◆ **TRECHO**
====================

Sem motivação, apenas "incentivo"

Por Carla Moura | 17/10/2010 | Política

Democracia: "governo do povo; soberania popular; democratismo", conceito segundo Aurélio. Ao ouvirmos essa palavra, certamente nos vem à mente algo familiar, não poderia ser de outra forma quando estamos em um país caracterizado democrático e cujo valor nos é lembrado constantemente. Mas, ao ouvirmos o conceito, talvez não nos familiarizemos tanto assim. Tais palavras conceituais não configuram a realidade no nosso país, distanciando assim dessa definição universal e criando uma concepção própria do que é a democracia aqui desempenhada.
Historicamente, podemos dizer que a democracia nunca teve uma sociedade legítima. Voltando para o seu "berço" na antiga Grécia, nos deparamos com uma sociedade em que os cidadãos podiam decidir diretamente sobre os assuntos de seu interesse, tendo direito de falar e votar as suas leis, além de atuar como governantes. Porém, para os gregos, cidadãos eram todas as pessoas menos mulheres, escravos e estrangeiros e isso implicava, na época, em 98 % da população. Isso não configurou nem mesmo o conceito que havia na época, segundo Aristóteles, de que democracia é uma forma de governo em que as decisões políticas são tomadas diretamente pelo povo e não por seus representantes; pois até então, havia representantes (2% da população).
Voltando-nos novamente para o nosso "lar", Brasil. Um país que desde os seus primeiros passos é marcado pela submissão, alienação e repressão, "preconceitos" esses que são reflexos de nada mais do que da desigualdade social. Classe alta, média, baixa e até mesmo sem classe; essas denominações são frutos da realidade, esta que acaba por caracterizar cada uma delas quanto ao acesso à educação, alimentação, saúde e aos bens materiais. A classe a qual cada um pertence é estabelecida então pela grau de relação que se tem com os "benefícios" citados anteriormente, isso gera uma hierarquização da sociedade, onde os mais favorecidos acabam sendo superiores aos menos favorecidos, determinando assim , também o papel que será desenvolvido por cada um na sociedade.Então, as maiores classes acabam por desempenhar papéis que subordinam as menores classes. Não se excluem desses papeis, os cargos governamentais.

====================

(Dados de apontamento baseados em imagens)

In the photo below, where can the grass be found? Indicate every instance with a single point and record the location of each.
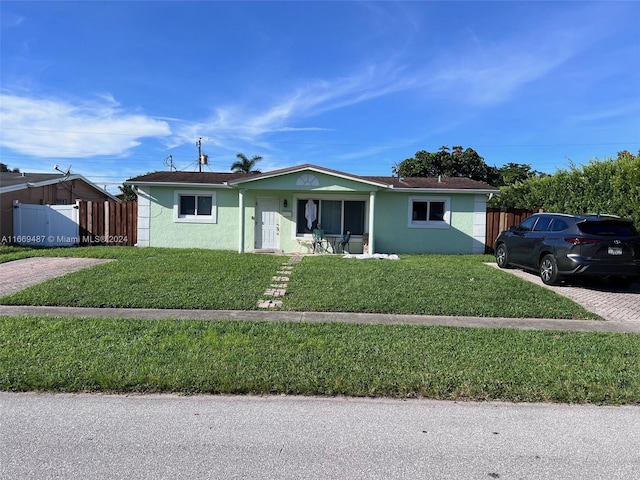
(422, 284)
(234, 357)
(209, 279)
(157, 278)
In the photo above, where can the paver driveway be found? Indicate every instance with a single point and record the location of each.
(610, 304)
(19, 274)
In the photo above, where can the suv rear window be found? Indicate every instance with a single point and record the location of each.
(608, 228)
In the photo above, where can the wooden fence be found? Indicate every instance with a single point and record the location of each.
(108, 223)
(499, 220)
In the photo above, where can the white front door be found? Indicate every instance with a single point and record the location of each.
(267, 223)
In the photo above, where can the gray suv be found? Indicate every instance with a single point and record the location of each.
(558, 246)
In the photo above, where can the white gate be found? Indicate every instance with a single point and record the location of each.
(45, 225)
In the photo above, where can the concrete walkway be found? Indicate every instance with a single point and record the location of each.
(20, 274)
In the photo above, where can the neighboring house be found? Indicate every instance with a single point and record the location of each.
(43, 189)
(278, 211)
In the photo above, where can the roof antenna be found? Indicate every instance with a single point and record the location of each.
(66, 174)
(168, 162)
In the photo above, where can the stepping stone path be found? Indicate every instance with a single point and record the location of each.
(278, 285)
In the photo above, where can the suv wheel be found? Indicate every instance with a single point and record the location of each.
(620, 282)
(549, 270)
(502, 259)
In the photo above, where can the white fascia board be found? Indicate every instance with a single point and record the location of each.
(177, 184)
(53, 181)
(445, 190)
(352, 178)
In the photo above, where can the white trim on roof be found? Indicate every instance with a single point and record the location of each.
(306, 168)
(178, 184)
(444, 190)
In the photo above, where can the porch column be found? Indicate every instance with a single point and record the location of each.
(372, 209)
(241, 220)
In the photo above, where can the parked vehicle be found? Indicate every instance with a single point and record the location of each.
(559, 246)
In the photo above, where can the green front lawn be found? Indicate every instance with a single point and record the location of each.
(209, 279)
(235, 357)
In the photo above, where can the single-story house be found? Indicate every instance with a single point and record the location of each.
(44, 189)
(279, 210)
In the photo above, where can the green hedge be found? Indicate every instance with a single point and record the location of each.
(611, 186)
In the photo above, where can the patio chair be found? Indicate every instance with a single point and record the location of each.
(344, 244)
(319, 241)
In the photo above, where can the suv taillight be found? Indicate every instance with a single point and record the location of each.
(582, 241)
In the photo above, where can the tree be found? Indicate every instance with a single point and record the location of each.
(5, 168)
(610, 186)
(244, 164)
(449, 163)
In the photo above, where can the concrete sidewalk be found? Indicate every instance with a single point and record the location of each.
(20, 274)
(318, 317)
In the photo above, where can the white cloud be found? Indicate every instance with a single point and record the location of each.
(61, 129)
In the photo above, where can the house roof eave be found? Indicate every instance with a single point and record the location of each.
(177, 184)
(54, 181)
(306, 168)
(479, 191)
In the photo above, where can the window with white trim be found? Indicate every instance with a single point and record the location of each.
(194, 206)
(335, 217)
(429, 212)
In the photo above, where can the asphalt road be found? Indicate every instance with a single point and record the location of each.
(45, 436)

====================

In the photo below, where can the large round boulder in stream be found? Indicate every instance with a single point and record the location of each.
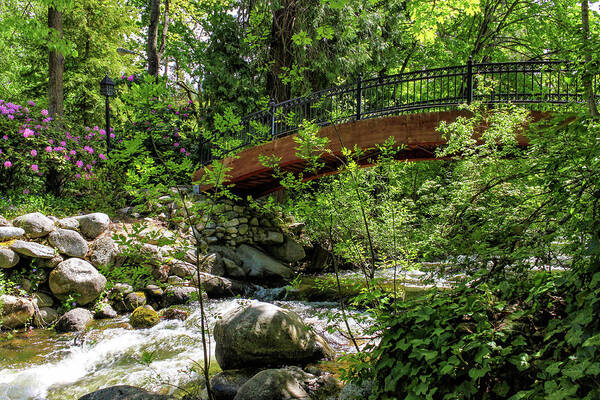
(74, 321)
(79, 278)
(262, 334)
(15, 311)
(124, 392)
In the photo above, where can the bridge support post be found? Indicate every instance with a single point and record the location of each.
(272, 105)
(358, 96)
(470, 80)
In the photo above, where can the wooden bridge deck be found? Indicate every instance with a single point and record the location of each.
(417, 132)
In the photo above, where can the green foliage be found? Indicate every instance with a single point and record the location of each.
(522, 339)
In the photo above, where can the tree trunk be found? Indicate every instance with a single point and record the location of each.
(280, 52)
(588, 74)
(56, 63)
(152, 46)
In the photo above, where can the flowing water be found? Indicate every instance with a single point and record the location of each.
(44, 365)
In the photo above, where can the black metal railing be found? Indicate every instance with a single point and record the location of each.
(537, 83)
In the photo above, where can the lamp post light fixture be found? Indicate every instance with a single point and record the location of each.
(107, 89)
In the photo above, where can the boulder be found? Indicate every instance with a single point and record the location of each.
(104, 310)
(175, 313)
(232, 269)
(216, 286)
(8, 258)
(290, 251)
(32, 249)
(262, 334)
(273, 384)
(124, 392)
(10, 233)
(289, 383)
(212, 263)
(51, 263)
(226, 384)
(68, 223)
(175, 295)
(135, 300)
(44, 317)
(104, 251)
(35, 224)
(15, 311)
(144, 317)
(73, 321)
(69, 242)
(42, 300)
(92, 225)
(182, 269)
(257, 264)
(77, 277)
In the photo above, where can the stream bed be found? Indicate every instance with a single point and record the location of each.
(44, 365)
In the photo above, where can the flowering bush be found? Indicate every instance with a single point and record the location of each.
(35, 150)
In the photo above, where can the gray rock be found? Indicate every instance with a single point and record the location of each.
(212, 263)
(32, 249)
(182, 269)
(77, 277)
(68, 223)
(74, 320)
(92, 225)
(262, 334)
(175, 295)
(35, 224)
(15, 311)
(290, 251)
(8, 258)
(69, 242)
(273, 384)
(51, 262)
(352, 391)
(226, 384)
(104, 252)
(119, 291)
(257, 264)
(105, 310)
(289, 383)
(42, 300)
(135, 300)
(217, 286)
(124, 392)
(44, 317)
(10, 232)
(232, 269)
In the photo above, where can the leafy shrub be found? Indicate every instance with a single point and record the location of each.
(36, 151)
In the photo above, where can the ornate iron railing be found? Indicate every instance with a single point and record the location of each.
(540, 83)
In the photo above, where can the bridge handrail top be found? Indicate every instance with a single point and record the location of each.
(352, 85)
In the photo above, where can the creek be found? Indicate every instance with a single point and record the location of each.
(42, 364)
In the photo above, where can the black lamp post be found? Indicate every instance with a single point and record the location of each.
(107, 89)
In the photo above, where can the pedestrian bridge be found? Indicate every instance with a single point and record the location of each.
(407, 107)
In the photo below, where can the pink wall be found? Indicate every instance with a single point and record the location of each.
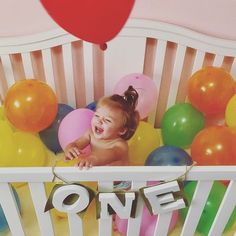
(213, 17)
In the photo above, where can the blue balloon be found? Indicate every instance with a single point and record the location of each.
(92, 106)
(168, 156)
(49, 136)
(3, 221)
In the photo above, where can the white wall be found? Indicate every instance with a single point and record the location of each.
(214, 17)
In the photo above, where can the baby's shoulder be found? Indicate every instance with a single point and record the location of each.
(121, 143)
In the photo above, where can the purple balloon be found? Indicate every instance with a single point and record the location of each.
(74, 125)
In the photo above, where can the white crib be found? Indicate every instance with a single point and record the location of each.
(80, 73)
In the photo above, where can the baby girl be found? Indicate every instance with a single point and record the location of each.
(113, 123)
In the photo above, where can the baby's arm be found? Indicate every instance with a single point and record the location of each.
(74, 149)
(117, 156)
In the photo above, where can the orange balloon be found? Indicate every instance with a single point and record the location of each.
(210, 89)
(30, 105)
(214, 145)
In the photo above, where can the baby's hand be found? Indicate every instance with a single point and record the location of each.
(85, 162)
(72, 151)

====================

◆ **SEU OBJETIVO**
Transcreva do trecho sobre democracia a parte que começa nas palavras "Historicamente, podemos dizer" e vai até "(2% da população).", inclusive.

◆ **RESULTADO DA TAREFA**
Historicamente, podemos dizer que a democracia nunca teve uma sociedade legítima. Voltando para o seu "berço" na antiga Grécia, nos deparamos com uma sociedade em que os cidadãos podiam decidir diretamente sobre os assuntos de seu interesse, tendo direito de falar e votar as suas leis, além de atuar como governantes. Porém, para os gregos, cidadãos eram todas as pessoas menos mulheres, escravos e estrangeiros e isso implicava, na época, em 98 % da população. Isso não configurou nem mesmo o conceito que havia na época, segundo Aristóteles, de que democracia é uma forma de governo em que as decisões políticas são tomadas diretamente pelo povo e não por seus representantes; pois até então, havia representantes (2% da população).